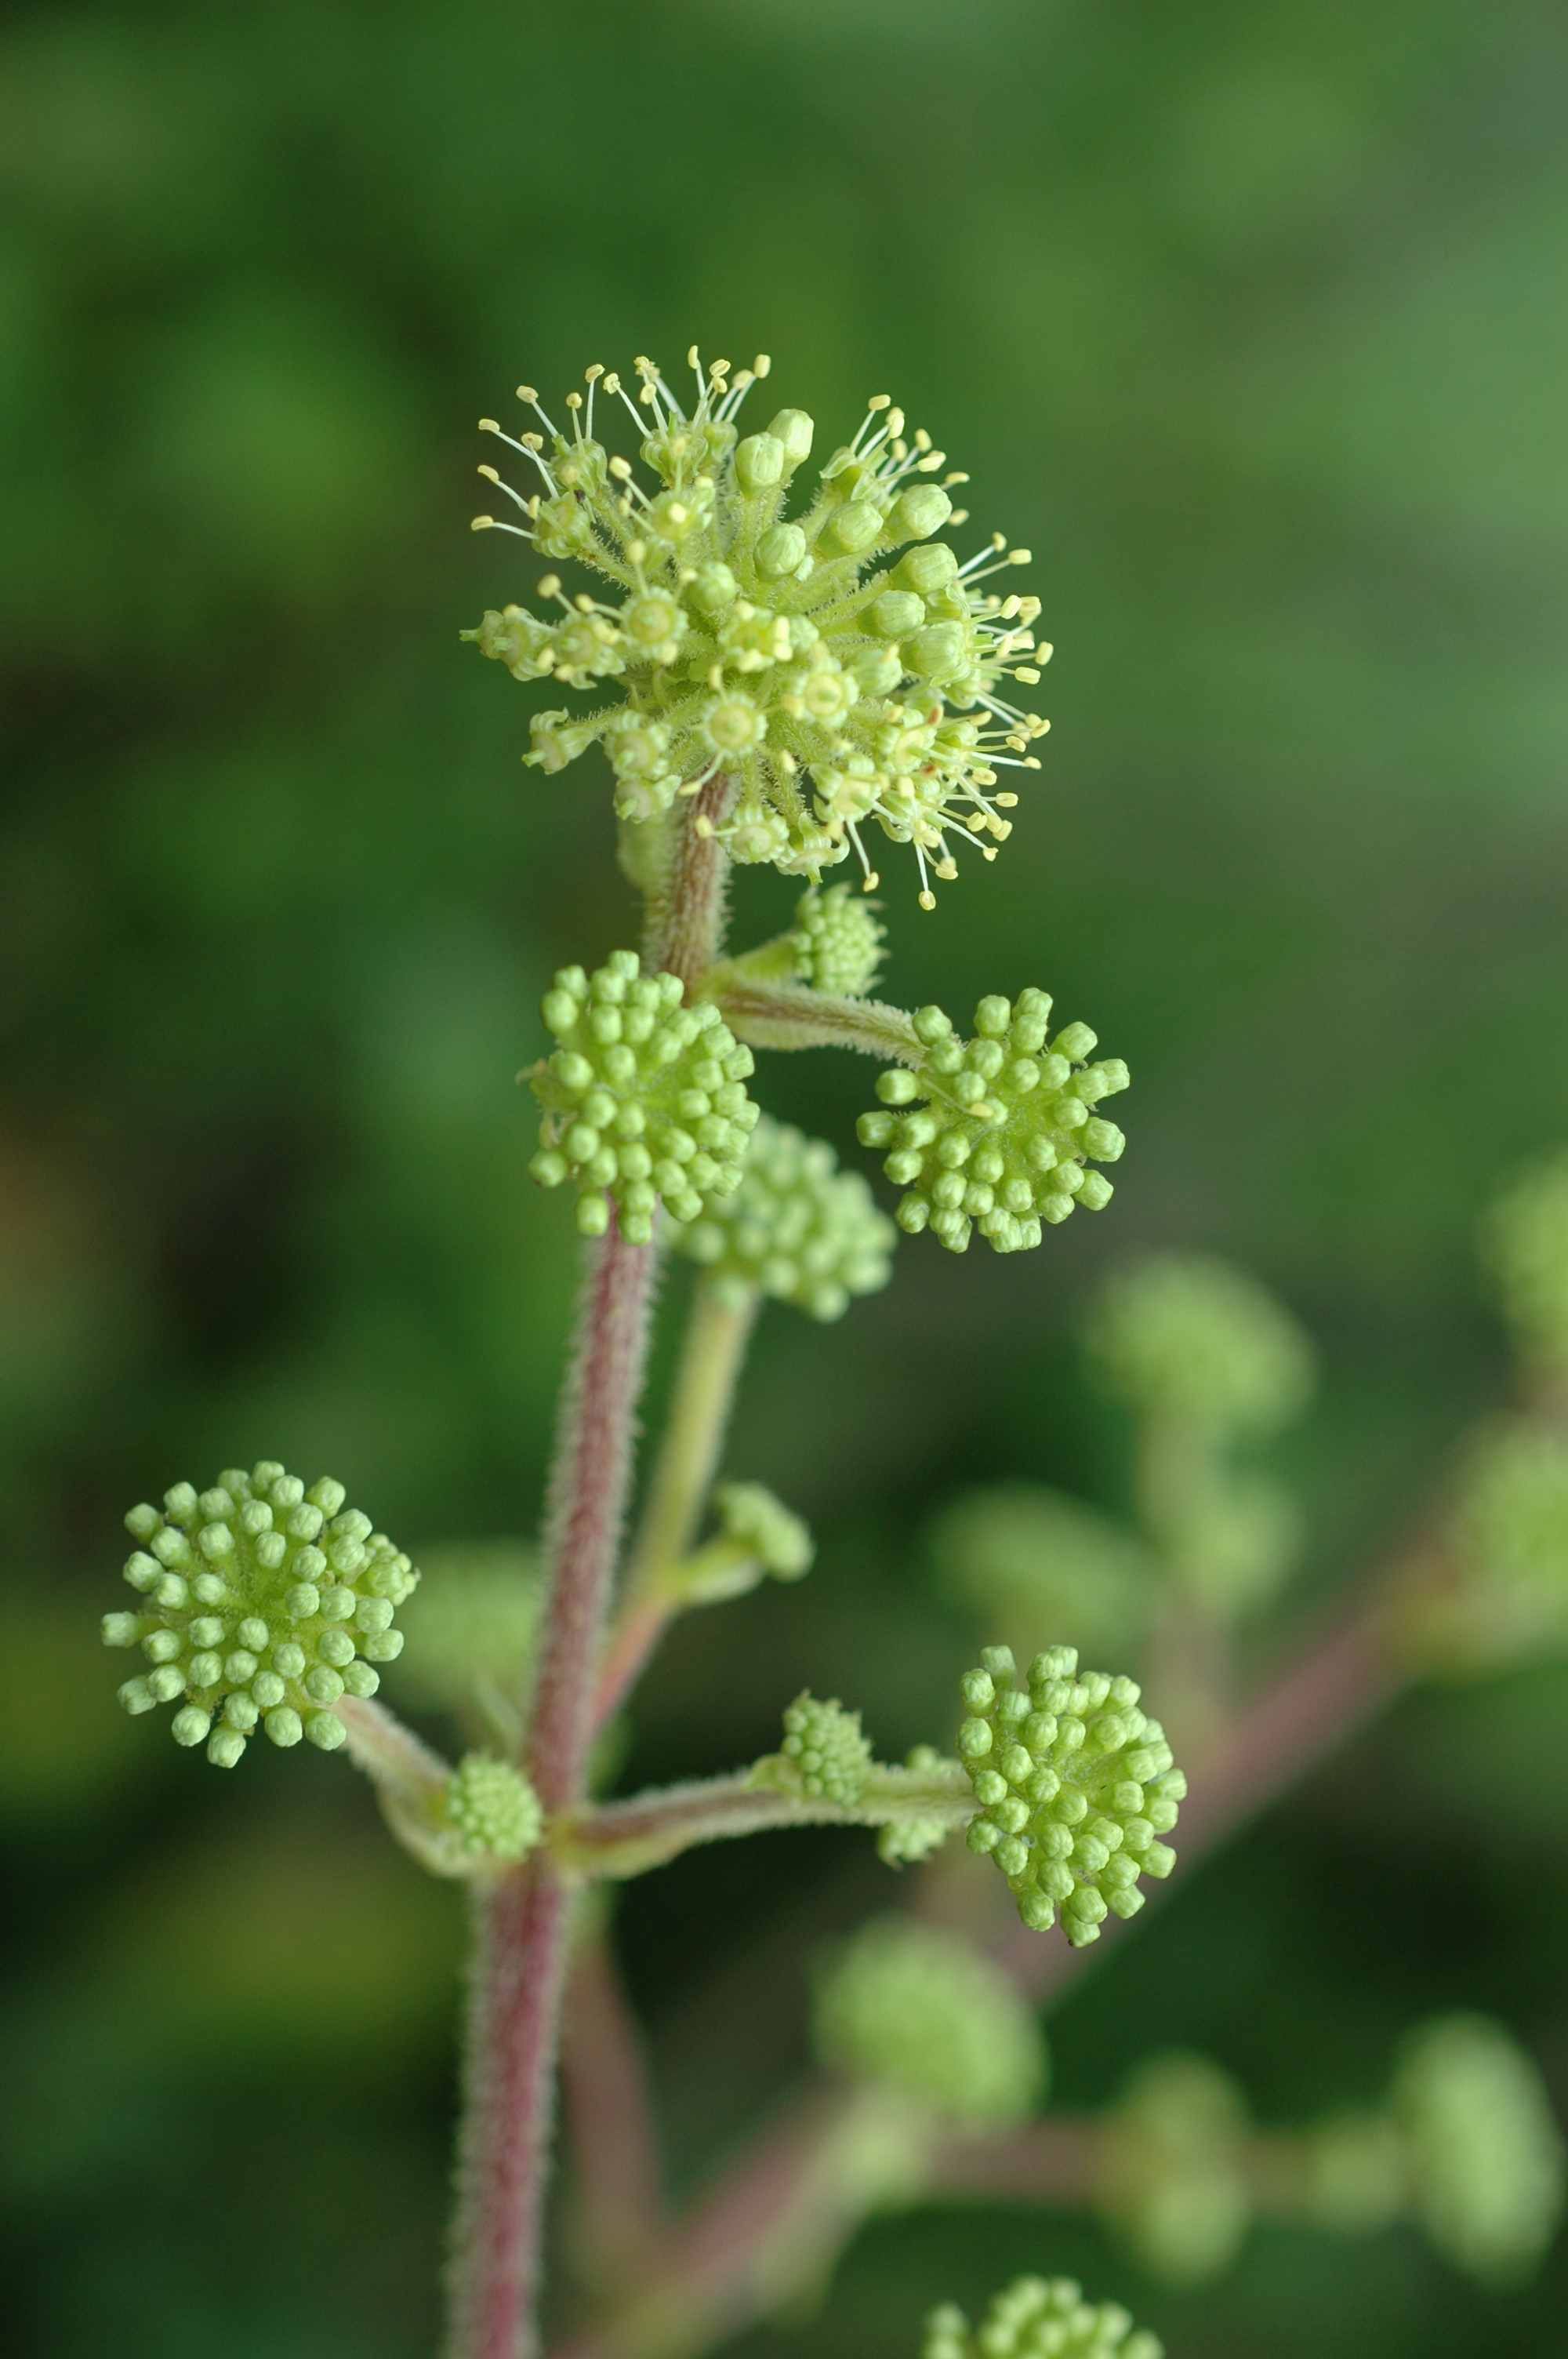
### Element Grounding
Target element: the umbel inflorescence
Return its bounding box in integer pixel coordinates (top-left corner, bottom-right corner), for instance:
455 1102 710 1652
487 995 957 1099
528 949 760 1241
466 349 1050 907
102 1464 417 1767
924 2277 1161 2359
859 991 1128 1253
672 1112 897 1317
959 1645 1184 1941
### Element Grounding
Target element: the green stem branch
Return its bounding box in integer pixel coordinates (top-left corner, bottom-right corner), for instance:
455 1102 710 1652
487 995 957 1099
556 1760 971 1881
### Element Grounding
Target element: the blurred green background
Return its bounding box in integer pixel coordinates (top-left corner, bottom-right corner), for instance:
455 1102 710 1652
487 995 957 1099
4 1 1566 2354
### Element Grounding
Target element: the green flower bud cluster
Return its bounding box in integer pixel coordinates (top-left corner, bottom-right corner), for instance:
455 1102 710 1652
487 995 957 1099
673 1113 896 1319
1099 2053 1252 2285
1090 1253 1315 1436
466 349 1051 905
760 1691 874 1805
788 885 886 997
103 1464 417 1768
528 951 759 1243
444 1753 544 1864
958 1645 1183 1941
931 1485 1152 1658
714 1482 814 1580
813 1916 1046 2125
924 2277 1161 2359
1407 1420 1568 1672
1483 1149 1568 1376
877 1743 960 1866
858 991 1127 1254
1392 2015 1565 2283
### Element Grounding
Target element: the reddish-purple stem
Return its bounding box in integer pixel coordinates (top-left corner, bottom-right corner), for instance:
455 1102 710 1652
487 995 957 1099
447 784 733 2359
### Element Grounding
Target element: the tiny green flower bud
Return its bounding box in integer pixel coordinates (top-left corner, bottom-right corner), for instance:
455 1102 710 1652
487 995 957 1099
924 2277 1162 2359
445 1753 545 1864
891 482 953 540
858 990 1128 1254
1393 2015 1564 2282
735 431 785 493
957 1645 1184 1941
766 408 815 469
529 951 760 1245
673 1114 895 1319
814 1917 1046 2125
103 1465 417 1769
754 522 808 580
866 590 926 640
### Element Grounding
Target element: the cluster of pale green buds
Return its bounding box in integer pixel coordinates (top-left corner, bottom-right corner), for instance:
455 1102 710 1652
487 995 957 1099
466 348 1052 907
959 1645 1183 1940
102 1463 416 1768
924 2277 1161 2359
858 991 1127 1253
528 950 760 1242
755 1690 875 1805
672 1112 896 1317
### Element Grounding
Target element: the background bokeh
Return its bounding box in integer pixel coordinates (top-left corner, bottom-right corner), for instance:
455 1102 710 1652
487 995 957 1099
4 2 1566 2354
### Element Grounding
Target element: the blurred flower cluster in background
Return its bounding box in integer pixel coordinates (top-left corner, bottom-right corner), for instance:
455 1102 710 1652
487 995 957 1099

**Aim of the exercise**. Looking at the records above, how many lines have the word "stem" in them? State the number only.

**Exercise response**. 2